## Objective A
Report every line of the listing below that contains the string "patterned".

## Source text
The Derivatives Month in Review highlights the month's important legal, regulatory and other newsworthy developments in the area of derivatives.

Lehman Bankruptcy Court Addresses Withholding Scheduled Swap Payments to a Bankrupt Counterparty

On September 15, 2009, the United States Bankruptcy Court for the Southern District of New York (the "Court") determined that Metavante Corporation ("Metavante"), a counterparty to an interest rate swap agreement with Lehman Brothers Special Financing ("LBSF"), a bankrupt Lehman entity, was no longer excused from performing under the swap (to the extent it had been at all) and no longer had the ability to terminate the swap.

Metavante had entered into the swap with LBSF in November 2007.  Under the terms of the swap, Metavante was to pay periodic amounts on an amortizing notional amount based on a fixed rate and was to receive periodic amounts on the same amortizing notional amount based on a floating rate (i.e., three-month LIBOR).

LBSF filed for bankruptcy protection under Chapter 11 of the U.S. Bankruptcy Code (the "Code") on October 3, 2008.  After that date, in reliance on Section 2(a)(iii) of the ISDA Master Agreement governing the swap, Metavante elected not to make any of the net scheduled payments to LBSF that the swap periodically required.  Section 2(a)(iii) is standard to swap agreements and provides, generally, that a party's obligation to make a scheduled payment is conditioned on there being no default with respect to its counterparty existing at the time such payment is to be made.  Metavante also elected not to terminate the swap based on the bankruptcy, which constituted a default under the swap documentation.[1]  If Metavante had elected to terminate the swap under the market conditions existing at the time of the LBSF bankruptcy filing or at any time thereafter, Metavante apparently would have owed a substantial payment to LBSF in connection with the early termination.[2]

LBSF essentially requested that the Court (i) compel Metavante to continue to perform under the swap, subject to LBSF's right as a debtor to choose to assume or reject the contract[3] and (ii) deny Metavante the ability to early terminate the swap.  In making its petition, LBSF argued that Metavante's failure to make the scheduled payments required by the swap violated the Code because such a suspension impermissibly modified the swap, an executory contract, solely as a result of LBSF's bankruptcy filing.[4]  LBSF further argued that Metavante's nearly one-year delay in terminating the swap should result in Metavante's waiver of its right to do so.

The Court granted LBSF the requested relief.  In particular, the Court referred to an earlier Enron case to support the position that a swap counterparty's right to early terminate, accelerate, liquidate and net its protected contracts despite its counterparty's bankruptcy (known as the "safe harbor" provisions) must be exercised "fairly contemporaneously" with the debtor's bankruptcy filing.

The ISDA Master Agreement itself does not provide a time limit for reliance on Section 2(a)(iii) rights.[5]  Similarly, the Code does not provide a timeframe during which a counterparty must exercise its early termination rights in connection with its protected contracts with a debtor.  The Court's decision does not resolve these points absolutely, although it does provide some guidance to market participants.  In short, the Court made clear that a party is not indefinitely permitted—if at all—to withhold payments while not moving forward with some urgency to close out its existing protected contracts in reliance on the safe harbor provisions of the Code.[6]  Indeed, the Court found that waiting for almost a year before doing so (or in Metavante's case, without attempting to do so at all) is certainly too long.

## Given data
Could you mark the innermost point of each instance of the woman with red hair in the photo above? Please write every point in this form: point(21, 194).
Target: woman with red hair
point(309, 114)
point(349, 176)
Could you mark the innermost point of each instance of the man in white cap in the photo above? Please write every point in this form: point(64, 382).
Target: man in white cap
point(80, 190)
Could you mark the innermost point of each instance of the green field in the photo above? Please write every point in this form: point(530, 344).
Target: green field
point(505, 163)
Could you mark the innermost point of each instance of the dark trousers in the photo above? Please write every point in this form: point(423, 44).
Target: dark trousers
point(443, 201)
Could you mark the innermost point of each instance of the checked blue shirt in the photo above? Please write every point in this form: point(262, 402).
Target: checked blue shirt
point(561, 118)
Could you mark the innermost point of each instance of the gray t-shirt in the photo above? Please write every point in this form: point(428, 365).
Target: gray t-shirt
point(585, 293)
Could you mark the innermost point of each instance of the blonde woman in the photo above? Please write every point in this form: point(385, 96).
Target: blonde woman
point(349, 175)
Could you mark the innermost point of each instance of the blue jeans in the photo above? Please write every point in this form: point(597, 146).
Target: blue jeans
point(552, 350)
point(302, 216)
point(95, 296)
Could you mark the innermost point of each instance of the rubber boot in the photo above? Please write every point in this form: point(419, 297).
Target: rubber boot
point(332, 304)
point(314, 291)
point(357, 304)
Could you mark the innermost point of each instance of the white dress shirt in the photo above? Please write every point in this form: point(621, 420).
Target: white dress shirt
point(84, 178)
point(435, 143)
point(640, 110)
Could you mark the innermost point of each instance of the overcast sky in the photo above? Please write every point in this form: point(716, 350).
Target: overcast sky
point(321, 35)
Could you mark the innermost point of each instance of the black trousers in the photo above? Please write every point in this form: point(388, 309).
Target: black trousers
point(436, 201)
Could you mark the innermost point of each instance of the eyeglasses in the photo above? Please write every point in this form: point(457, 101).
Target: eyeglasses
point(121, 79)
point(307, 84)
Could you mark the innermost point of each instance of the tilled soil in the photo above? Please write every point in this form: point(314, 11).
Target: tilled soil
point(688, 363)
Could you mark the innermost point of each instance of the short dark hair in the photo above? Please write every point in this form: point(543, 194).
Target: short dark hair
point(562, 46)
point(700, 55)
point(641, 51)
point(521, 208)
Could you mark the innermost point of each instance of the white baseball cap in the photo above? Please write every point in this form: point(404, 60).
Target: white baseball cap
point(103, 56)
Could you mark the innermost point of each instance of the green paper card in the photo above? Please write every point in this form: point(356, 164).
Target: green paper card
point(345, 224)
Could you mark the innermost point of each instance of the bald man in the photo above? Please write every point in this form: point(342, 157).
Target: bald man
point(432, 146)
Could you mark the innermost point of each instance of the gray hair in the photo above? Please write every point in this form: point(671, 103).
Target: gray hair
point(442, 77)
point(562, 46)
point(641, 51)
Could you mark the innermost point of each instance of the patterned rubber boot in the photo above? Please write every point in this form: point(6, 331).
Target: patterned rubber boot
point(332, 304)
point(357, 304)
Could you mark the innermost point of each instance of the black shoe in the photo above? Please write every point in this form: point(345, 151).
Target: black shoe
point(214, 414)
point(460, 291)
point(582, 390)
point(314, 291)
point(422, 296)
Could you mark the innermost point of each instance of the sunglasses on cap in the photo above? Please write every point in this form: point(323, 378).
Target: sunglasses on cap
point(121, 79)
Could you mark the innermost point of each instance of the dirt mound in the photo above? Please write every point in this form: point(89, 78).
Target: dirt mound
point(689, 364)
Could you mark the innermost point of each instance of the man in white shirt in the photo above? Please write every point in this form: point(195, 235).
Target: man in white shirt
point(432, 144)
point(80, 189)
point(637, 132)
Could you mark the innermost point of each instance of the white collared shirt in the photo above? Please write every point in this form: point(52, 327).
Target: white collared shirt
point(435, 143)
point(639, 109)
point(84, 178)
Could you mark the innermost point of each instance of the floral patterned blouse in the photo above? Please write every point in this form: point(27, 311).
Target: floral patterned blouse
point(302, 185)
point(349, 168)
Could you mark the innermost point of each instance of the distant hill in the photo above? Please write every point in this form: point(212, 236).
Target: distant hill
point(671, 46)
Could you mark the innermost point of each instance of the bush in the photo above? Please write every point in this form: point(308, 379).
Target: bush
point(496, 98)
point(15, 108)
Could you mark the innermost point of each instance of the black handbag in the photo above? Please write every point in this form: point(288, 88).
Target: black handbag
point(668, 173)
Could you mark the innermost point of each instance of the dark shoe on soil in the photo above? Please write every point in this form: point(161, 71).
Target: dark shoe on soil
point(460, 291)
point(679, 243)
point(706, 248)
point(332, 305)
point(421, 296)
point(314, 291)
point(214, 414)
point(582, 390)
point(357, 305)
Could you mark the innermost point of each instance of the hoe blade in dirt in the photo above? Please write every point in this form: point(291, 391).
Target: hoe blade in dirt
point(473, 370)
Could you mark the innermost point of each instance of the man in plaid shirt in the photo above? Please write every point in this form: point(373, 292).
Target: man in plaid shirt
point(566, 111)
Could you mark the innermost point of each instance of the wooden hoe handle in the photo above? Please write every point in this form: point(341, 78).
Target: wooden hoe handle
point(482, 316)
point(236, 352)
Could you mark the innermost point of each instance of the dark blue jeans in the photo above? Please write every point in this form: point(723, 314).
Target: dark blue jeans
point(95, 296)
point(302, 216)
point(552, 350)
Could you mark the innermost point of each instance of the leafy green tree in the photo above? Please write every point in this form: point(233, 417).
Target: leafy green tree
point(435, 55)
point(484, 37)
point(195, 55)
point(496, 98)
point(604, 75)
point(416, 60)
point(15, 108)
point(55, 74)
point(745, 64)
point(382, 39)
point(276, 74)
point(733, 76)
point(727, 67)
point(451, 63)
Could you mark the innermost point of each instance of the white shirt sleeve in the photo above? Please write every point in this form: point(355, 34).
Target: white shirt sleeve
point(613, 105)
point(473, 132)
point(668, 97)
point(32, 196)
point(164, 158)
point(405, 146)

## Objective B
Answer these questions from the Lehman swap article above:
(i) In what month and year did Metavante enter into the swap with LBSF?
(ii) On what date did LBSF file for bankruptcy protection under Chapter 11?
(iii) The Court referred to an earlier case to support the position that safe harbor rights must be exercised "fairly contemporaneously" with the filing. What case was it?

## Full solution A
Could you mark the innermost point of each instance of the patterned rubber boot in the photo above? Please write every point in this form: point(6, 331).
Target: patterned rubber boot
Could you mark the innermost point of each instance of the floral patterned blouse in the photo above? Please write every point in this form: point(27, 311).
Target: floral patterned blouse

## Full solution B
(i) November 2007
(ii) October 3, 2008
(iii) An earlier Enron case